§ 任务要求
在这篇关于用Hadoop分析web服务器日志的文章里，任务2用哪种数据结构来得到TopK？

§ 正文内容
Hadoop实战之课后题--分析web服务器的日志文件

184 阅读 0 评论 122 点赞

我是靠谱客的博主迷人大树，这篇文章主要介绍Hadoop实战之课后题--分析web服务器的日志文件，现在分享给大家，希望可以做个参考。

所有代码：github-wttttt

任务

统计每个IP地址的访问次数
查找访问数最多的前K个IP地址

分析：

任务1很简单，简单的求和问题，用来重新熟悉hadoop MR程序的写法。
- 优化：使用combiner()减少网络中的流量传输；
- 这个例子中combiner和reducer的逻辑相同，两种使用同一个reduce即可。
- 代码贴在附录里了，注释详细，可查看~
任务2是一个TopK的问题，要点有以下几个：
- 使用TreeMap来得到TopK，有点类似大根堆；
- 每个mapper得到该mapper的TopK；
- mapper处理完了相应的input split之后才输出，使用cleanup函数来达到该目的；
- 仅启动一个reducer以取得全局的TopK。TopK的方法类似mapper。

部分条目
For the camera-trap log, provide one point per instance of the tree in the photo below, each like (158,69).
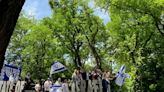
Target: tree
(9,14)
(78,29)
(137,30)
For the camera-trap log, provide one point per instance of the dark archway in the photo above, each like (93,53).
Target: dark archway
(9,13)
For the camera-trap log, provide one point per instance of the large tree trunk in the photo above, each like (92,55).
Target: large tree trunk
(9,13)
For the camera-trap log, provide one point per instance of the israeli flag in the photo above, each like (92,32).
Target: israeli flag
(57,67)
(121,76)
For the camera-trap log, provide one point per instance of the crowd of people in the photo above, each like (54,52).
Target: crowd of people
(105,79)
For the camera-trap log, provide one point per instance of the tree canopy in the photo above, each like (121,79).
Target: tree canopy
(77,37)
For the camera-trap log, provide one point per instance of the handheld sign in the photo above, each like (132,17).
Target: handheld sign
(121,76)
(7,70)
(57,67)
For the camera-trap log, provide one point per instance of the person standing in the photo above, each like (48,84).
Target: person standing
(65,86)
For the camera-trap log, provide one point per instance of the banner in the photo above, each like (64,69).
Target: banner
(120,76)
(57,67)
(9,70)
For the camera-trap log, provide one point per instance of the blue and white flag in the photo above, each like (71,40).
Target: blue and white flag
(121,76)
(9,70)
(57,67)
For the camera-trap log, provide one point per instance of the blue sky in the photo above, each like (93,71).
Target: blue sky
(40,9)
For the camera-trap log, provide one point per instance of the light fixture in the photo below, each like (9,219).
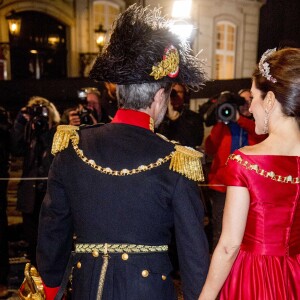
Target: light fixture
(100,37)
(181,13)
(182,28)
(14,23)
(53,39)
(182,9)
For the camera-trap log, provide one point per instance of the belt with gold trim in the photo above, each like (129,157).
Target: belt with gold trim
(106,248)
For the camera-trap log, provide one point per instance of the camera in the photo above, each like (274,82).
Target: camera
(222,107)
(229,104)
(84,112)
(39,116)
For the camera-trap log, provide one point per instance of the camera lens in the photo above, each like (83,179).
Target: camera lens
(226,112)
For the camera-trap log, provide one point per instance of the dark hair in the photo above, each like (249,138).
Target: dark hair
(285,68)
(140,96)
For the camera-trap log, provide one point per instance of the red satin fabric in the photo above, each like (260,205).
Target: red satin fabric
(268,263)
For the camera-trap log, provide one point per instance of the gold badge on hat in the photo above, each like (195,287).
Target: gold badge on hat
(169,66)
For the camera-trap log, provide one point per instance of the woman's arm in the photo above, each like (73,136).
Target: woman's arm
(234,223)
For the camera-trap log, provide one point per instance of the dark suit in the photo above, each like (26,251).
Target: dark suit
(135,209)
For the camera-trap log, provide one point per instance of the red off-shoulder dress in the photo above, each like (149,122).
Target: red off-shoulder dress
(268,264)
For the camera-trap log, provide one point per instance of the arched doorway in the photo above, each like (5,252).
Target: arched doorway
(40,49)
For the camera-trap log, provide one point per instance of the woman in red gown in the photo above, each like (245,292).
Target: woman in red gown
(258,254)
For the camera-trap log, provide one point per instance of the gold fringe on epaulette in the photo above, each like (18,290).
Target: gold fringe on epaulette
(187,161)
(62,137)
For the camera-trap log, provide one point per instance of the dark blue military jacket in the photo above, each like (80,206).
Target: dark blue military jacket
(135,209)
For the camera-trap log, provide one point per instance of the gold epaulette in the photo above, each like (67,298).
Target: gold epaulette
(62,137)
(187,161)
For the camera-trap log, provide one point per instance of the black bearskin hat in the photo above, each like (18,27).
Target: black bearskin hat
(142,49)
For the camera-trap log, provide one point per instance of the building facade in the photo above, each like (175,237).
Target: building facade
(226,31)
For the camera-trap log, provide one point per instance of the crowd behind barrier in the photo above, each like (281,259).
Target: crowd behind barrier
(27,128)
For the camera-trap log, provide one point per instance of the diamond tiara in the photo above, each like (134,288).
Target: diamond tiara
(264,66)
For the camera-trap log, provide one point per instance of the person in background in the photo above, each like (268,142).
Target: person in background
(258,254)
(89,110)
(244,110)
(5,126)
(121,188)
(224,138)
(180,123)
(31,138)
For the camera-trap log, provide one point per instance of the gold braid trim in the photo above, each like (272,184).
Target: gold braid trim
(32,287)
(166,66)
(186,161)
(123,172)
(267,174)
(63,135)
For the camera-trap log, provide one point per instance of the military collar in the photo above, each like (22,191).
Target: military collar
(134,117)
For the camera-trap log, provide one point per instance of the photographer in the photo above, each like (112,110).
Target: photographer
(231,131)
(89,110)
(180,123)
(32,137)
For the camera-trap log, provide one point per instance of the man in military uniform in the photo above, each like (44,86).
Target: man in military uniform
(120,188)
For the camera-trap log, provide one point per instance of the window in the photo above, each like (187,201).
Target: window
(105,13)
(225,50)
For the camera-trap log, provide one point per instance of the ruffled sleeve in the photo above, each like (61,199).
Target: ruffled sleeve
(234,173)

==

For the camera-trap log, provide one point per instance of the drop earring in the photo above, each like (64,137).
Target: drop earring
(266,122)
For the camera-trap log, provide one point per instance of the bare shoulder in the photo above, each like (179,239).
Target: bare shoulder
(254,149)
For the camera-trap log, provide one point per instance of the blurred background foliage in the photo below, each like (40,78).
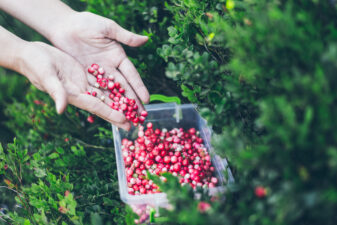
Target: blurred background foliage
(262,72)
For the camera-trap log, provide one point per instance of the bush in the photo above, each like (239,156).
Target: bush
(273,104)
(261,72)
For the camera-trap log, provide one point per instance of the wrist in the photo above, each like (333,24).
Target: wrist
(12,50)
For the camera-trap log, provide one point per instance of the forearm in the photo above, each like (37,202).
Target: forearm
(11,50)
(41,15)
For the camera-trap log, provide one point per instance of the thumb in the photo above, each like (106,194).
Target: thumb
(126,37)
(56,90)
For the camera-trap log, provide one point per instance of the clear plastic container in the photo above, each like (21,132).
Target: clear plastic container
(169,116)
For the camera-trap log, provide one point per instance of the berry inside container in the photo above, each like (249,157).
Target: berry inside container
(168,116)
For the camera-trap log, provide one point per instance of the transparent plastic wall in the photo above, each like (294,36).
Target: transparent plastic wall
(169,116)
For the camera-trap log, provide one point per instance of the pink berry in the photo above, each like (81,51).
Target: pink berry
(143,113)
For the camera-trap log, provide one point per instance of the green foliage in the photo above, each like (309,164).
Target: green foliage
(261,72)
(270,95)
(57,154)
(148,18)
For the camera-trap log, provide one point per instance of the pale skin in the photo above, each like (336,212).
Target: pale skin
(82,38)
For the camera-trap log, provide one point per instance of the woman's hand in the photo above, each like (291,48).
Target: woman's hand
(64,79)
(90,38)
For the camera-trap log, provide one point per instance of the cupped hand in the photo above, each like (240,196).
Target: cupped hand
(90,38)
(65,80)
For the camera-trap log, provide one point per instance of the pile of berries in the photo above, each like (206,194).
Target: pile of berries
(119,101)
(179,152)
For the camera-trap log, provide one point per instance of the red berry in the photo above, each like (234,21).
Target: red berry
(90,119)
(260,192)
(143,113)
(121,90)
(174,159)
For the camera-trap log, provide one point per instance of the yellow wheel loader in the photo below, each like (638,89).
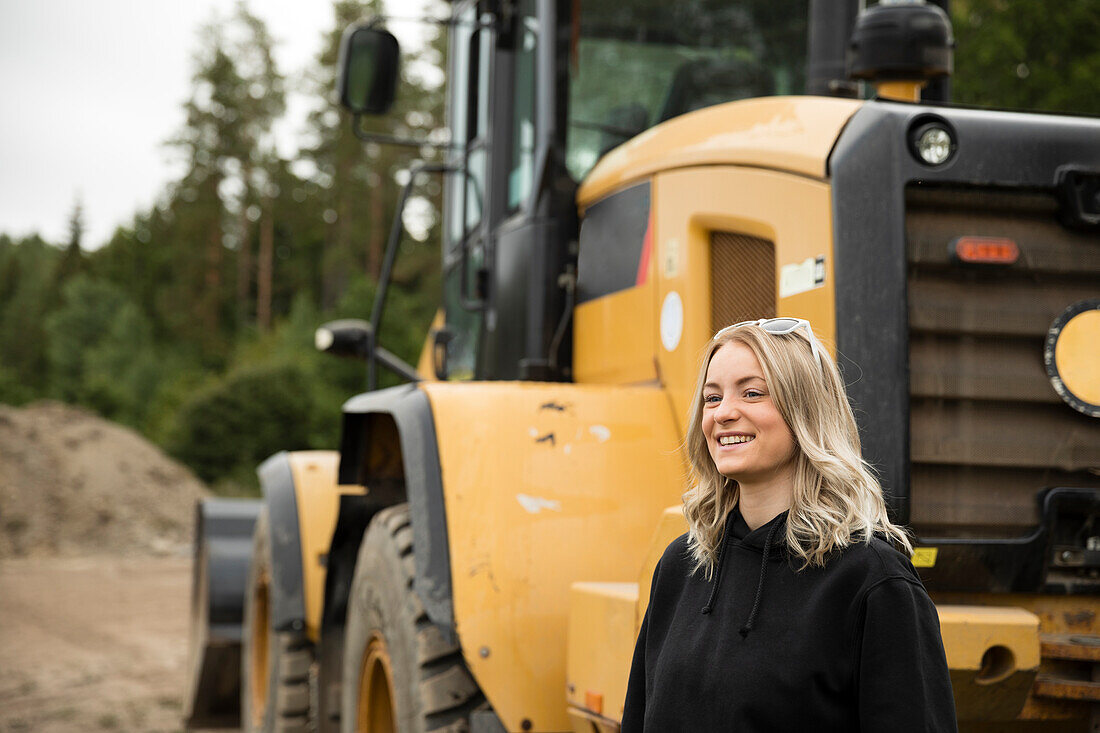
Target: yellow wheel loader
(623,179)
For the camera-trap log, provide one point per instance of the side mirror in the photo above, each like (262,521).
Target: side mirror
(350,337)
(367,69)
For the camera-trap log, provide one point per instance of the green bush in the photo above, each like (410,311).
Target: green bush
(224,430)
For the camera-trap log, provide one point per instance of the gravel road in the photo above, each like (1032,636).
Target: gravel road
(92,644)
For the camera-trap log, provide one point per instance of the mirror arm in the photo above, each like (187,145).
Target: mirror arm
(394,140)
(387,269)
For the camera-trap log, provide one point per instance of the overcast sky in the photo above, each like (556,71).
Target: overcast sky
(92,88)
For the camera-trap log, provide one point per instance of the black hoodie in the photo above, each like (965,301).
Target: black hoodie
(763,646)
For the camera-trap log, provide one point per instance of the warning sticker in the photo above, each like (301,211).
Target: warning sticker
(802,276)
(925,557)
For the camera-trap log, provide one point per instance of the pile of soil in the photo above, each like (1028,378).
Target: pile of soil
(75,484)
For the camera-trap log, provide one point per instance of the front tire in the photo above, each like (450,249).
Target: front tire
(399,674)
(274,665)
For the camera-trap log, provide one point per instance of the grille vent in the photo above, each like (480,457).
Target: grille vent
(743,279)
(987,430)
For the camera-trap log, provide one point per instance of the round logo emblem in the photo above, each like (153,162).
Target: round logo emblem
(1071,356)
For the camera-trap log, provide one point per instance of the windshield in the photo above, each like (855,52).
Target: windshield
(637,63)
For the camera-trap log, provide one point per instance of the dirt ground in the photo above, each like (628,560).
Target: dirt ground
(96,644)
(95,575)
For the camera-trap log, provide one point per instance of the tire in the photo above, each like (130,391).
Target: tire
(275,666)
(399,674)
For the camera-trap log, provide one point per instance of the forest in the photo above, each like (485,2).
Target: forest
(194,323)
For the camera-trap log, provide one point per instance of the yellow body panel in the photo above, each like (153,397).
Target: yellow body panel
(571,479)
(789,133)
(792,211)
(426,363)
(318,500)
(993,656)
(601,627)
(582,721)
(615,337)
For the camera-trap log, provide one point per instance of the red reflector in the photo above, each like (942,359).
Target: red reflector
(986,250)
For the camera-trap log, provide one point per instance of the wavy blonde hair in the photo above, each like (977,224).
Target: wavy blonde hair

§ 本题结果
使用TreeMap。